● TO DO:
1) Answer these questions about the book review below.
(a) Who inspired the reviewer to read the book?
(b) Which three things does the reviewer praise with exclamation points?
(c) What does the Palestinian dad lose his daughter to?
2) Repeat the part of the book review below that begins at the words "But, after a" and stops after "and Katrina's aftermath.", switching "pondering" to "wondering".

==== SELECTED PASSAGE

My Review: My bestie Suzanne inspired me to read this book, and I liked it. I did. I liked it.

Excellent pacing! Exciting plotting! Adequate dialogue!

But, after a few nights away from it pondering why I am so unmoved by it, I realized something. I am unpleasantly aware of a resonance with the later real-life doings of Zeitoun, he of the non-fiction Eggers book about injustice, racial profiling, and Katrina's aftermath.

I wasn't unmoved after all. I was unhappy.

The Palestinian dad who loses his daughter to perceived bureaucratic idiocy also loses his loyalty to the American Dream and to the Ideal World he came here to find. Well, yeah. Push a man hard enough, he falls over. Losing your illusions is a painful process, and for an adult to go through it...! I've heard a lot of unpleasantness about Zeitoun's apparent descent into extremism. It all carries, as does Fesperman's doctor's descent, an unspoken whiff of “look, he's finally tipped into Islamic Fundamentalism just like They Always Do!”

========
==== PROVIDED RECORDS

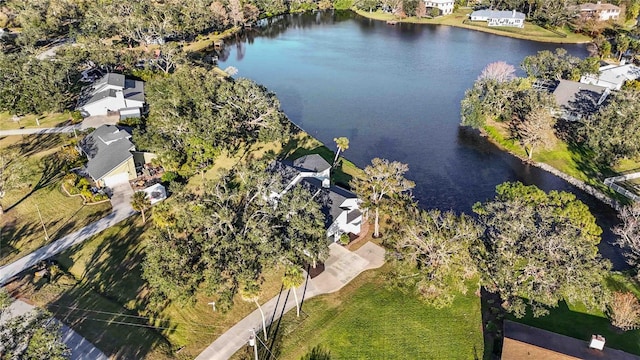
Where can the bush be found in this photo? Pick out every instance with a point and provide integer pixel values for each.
(344, 239)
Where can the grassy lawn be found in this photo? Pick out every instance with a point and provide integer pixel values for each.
(572, 160)
(457, 19)
(578, 322)
(22, 231)
(29, 121)
(365, 320)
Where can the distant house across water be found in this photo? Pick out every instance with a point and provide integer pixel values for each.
(499, 17)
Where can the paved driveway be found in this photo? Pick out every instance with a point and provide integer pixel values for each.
(341, 267)
(121, 203)
(81, 348)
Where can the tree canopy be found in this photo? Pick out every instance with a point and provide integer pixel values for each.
(539, 249)
(195, 115)
(227, 236)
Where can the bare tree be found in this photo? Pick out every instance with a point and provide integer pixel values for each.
(624, 311)
(382, 182)
(629, 233)
(536, 130)
(499, 71)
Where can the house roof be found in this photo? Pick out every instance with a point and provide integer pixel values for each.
(106, 148)
(597, 7)
(533, 343)
(312, 162)
(498, 14)
(578, 97)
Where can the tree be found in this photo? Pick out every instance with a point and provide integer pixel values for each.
(293, 277)
(342, 143)
(628, 232)
(540, 248)
(612, 132)
(434, 255)
(31, 336)
(250, 292)
(498, 71)
(382, 183)
(140, 202)
(624, 311)
(536, 130)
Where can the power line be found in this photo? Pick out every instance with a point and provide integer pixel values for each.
(133, 316)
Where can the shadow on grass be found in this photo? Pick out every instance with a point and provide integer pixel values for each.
(581, 325)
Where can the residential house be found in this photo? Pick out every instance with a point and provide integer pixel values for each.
(499, 17)
(111, 155)
(612, 76)
(340, 206)
(113, 94)
(577, 100)
(445, 6)
(522, 342)
(598, 11)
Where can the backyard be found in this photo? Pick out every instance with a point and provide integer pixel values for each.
(366, 320)
(40, 194)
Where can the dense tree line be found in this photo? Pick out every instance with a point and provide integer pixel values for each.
(195, 115)
(223, 239)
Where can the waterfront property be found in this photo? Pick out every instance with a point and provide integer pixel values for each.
(111, 155)
(577, 100)
(612, 76)
(499, 18)
(113, 94)
(598, 11)
(445, 6)
(340, 206)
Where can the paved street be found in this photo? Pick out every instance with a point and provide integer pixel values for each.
(81, 349)
(63, 129)
(121, 210)
(341, 267)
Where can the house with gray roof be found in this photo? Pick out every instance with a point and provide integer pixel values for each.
(340, 206)
(577, 100)
(499, 17)
(612, 76)
(111, 155)
(113, 94)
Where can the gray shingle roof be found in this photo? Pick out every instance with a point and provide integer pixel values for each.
(498, 14)
(313, 162)
(106, 147)
(578, 97)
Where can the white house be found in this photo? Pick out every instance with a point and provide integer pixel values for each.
(577, 100)
(612, 76)
(113, 93)
(445, 6)
(340, 206)
(499, 17)
(599, 11)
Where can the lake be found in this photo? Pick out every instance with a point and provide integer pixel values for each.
(395, 92)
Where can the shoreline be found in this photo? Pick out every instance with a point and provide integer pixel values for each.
(445, 21)
(583, 186)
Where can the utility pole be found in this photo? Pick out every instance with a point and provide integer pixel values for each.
(46, 235)
(254, 343)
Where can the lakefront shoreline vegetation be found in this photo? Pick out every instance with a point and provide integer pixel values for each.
(221, 238)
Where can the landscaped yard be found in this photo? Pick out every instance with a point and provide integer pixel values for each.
(22, 230)
(365, 320)
(29, 121)
(579, 322)
(459, 19)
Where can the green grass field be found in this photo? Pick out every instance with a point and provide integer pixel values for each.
(365, 320)
(22, 231)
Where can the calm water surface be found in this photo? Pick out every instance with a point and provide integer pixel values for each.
(395, 92)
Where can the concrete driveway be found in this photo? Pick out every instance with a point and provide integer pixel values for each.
(81, 348)
(341, 267)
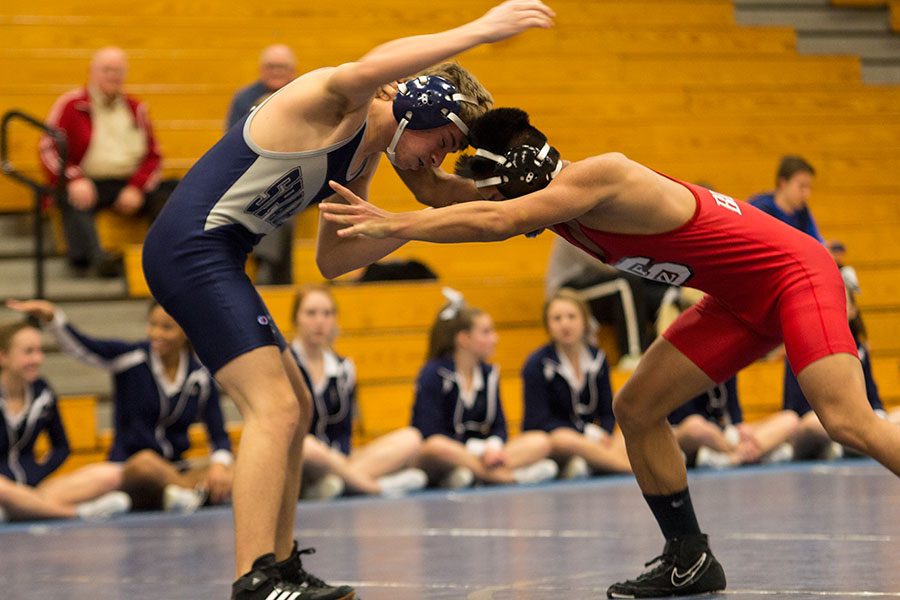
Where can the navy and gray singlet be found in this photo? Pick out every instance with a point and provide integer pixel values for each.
(195, 252)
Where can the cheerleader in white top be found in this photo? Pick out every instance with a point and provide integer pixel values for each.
(568, 393)
(28, 408)
(381, 467)
(458, 410)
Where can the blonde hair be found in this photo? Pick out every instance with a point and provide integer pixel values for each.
(306, 290)
(467, 84)
(9, 330)
(572, 296)
(442, 337)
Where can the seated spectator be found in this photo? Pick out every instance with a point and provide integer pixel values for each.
(113, 160)
(28, 409)
(811, 440)
(381, 467)
(458, 411)
(572, 268)
(711, 431)
(568, 393)
(160, 389)
(788, 203)
(277, 68)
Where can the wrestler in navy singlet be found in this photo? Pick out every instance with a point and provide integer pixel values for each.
(195, 252)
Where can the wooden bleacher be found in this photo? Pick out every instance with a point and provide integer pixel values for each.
(672, 83)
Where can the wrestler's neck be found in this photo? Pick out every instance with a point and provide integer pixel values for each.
(381, 126)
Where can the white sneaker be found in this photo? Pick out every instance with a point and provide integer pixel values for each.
(712, 459)
(833, 451)
(576, 468)
(542, 470)
(402, 482)
(458, 478)
(327, 488)
(104, 507)
(182, 500)
(783, 452)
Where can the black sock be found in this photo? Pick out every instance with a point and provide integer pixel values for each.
(674, 513)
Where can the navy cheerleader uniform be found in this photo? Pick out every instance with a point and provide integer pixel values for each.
(19, 433)
(441, 407)
(334, 399)
(554, 398)
(150, 411)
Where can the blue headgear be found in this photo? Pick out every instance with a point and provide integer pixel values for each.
(426, 102)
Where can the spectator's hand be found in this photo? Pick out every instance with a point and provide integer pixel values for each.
(218, 482)
(129, 201)
(82, 193)
(494, 457)
(748, 448)
(513, 17)
(40, 309)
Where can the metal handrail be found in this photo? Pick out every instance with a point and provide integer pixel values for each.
(40, 190)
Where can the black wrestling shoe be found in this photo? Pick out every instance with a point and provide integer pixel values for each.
(291, 570)
(264, 582)
(685, 567)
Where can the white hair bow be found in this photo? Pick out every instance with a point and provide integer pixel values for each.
(456, 302)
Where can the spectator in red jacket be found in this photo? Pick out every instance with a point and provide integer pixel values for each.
(113, 159)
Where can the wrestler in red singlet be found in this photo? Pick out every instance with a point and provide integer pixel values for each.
(765, 282)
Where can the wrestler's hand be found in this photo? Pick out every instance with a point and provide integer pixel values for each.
(40, 309)
(513, 17)
(361, 218)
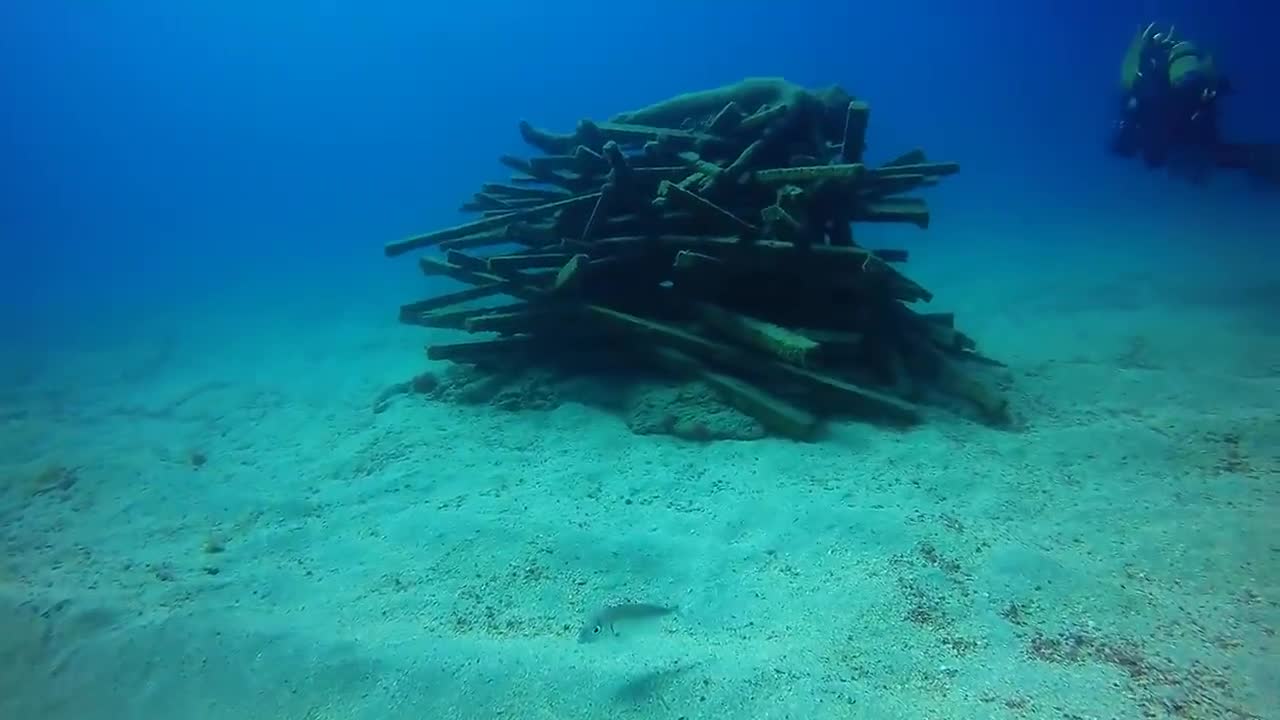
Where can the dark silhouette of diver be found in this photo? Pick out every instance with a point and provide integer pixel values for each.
(1169, 110)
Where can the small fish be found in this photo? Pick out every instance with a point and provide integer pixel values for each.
(609, 615)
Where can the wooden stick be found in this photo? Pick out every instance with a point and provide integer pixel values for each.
(773, 340)
(458, 297)
(773, 413)
(895, 210)
(430, 238)
(479, 350)
(855, 132)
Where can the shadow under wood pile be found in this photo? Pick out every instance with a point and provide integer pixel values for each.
(709, 235)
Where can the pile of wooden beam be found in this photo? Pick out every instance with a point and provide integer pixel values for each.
(711, 236)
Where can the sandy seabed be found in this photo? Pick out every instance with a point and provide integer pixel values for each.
(195, 527)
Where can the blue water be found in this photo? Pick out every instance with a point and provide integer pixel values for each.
(218, 176)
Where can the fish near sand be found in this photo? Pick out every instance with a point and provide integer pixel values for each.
(611, 615)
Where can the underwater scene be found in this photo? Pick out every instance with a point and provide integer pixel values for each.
(645, 360)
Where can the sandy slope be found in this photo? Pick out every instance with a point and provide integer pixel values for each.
(1119, 556)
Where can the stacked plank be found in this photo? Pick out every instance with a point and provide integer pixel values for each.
(711, 236)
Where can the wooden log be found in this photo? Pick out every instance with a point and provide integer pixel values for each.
(432, 238)
(481, 350)
(929, 169)
(895, 210)
(516, 320)
(571, 276)
(447, 300)
(767, 337)
(812, 173)
(842, 392)
(522, 288)
(540, 174)
(836, 345)
(854, 141)
(881, 186)
(727, 119)
(516, 232)
(891, 255)
(521, 192)
(455, 319)
(773, 413)
(716, 214)
(909, 158)
(501, 264)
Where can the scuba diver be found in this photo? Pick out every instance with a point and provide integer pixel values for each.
(1169, 109)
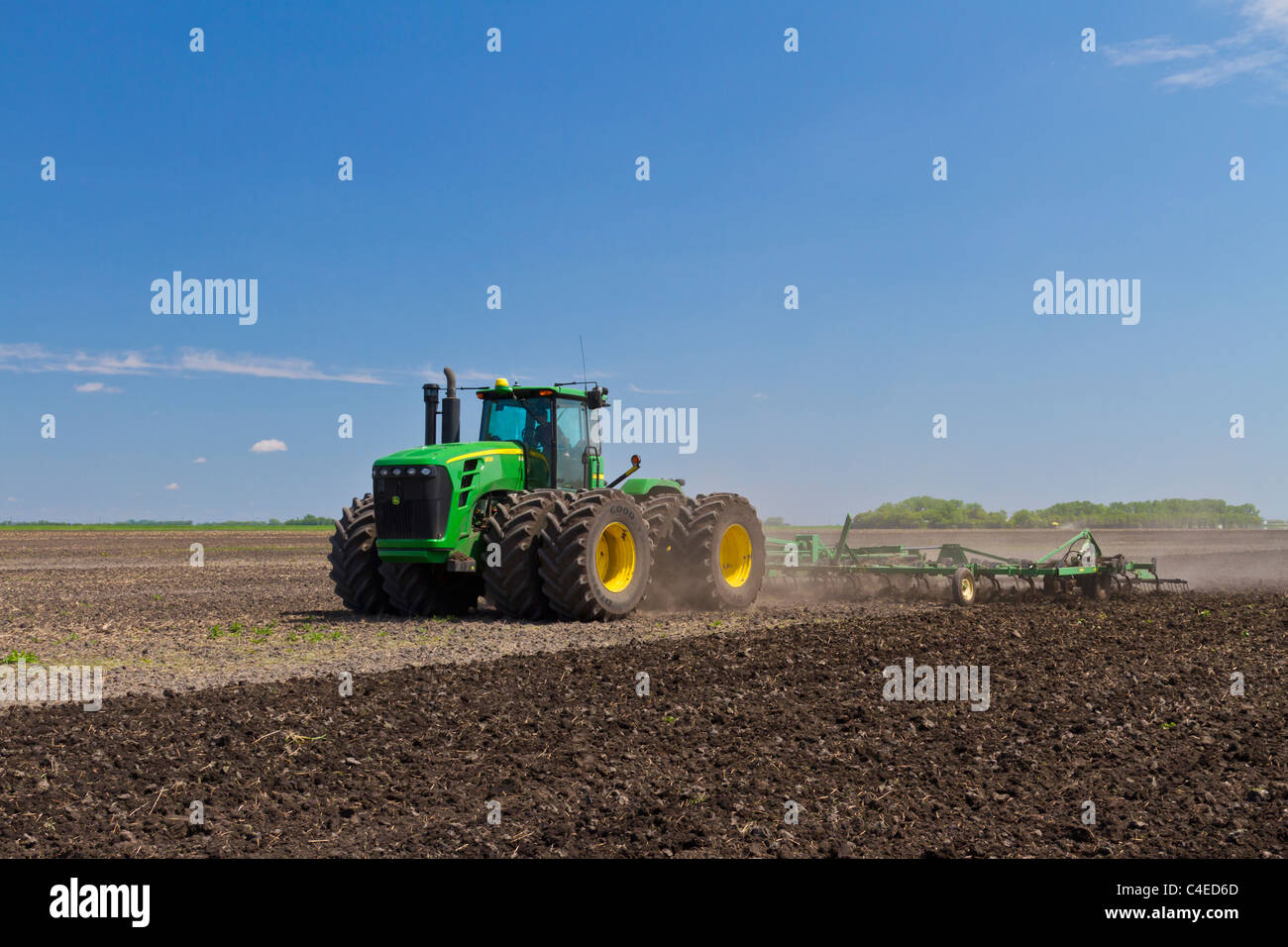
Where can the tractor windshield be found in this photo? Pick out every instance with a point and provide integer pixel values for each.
(526, 421)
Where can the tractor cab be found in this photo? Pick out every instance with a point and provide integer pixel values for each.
(552, 425)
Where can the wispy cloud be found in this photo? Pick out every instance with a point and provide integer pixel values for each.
(27, 357)
(1223, 71)
(1260, 48)
(1155, 50)
(651, 390)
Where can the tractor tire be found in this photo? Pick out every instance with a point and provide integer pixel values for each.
(515, 526)
(964, 586)
(719, 551)
(595, 556)
(660, 514)
(355, 561)
(420, 589)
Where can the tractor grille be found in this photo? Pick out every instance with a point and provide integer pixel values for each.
(415, 506)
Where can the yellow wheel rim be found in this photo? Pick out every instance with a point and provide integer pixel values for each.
(735, 556)
(614, 557)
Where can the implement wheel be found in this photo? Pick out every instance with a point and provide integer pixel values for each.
(964, 586)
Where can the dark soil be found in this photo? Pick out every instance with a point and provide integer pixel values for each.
(1125, 703)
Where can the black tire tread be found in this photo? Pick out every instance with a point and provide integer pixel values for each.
(355, 561)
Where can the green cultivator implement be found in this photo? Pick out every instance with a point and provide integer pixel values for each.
(1076, 566)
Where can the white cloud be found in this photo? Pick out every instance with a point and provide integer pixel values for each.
(1223, 71)
(1155, 50)
(31, 359)
(647, 390)
(1267, 14)
(1256, 50)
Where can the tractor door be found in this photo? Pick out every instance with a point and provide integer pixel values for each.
(572, 445)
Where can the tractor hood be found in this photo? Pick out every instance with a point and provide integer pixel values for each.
(447, 455)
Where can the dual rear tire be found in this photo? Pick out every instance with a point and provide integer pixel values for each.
(592, 556)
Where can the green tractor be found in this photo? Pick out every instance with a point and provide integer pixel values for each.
(523, 517)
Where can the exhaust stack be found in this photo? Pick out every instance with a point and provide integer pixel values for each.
(430, 412)
(451, 411)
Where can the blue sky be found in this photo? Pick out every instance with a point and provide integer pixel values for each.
(767, 169)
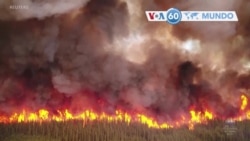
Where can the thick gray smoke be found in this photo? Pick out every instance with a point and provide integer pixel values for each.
(103, 54)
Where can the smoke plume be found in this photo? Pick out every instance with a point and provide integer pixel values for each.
(103, 54)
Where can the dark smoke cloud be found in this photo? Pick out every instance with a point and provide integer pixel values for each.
(103, 54)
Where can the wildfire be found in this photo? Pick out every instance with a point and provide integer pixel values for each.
(44, 115)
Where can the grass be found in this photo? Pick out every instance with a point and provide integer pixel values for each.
(102, 131)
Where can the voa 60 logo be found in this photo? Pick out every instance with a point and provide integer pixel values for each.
(174, 16)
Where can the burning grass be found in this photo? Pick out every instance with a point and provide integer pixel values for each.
(119, 131)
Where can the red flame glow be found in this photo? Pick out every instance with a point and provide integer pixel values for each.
(195, 117)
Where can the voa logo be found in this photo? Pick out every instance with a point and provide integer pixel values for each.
(156, 16)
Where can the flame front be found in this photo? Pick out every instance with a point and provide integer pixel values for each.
(194, 117)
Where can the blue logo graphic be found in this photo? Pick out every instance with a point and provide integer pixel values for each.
(192, 15)
(174, 16)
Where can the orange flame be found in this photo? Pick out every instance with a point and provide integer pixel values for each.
(244, 102)
(195, 117)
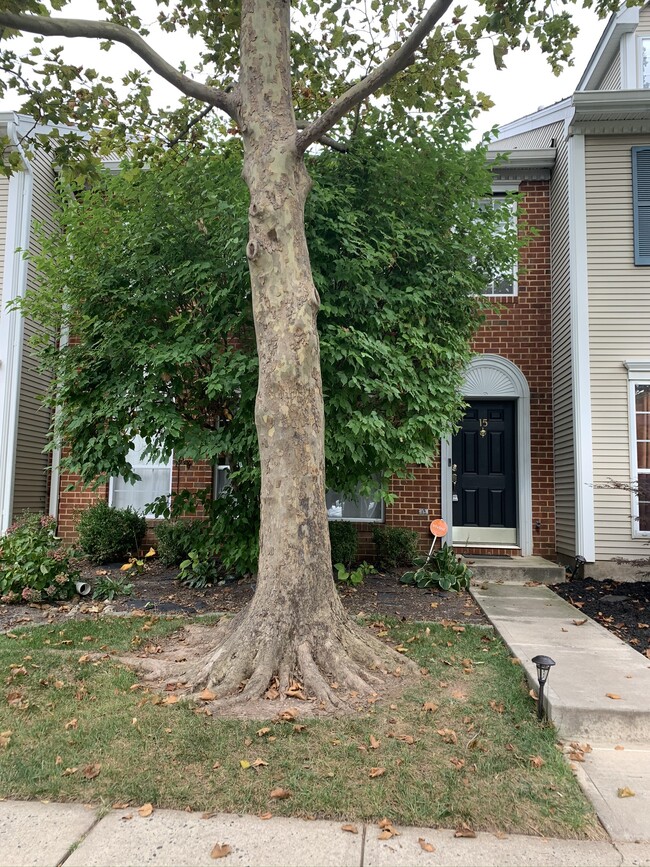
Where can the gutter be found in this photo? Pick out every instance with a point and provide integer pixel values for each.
(19, 211)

========

● SOLUTIONS TO EACH TASK:
1)
(a) The reviewer's bestie, Suzanne.
(b) Pacing, plotting and dialogue.
(c) Perceived bureaucratic idiocy.

2)
But, after a few nights away from it wondering why I am so unmoved by it, I realized something. I am unpleasantly aware of a resonance with the later real-life doings of Zeitoun, he of the non-fiction Eggers book about injustice, racial profiling, and Katrina's aftermath.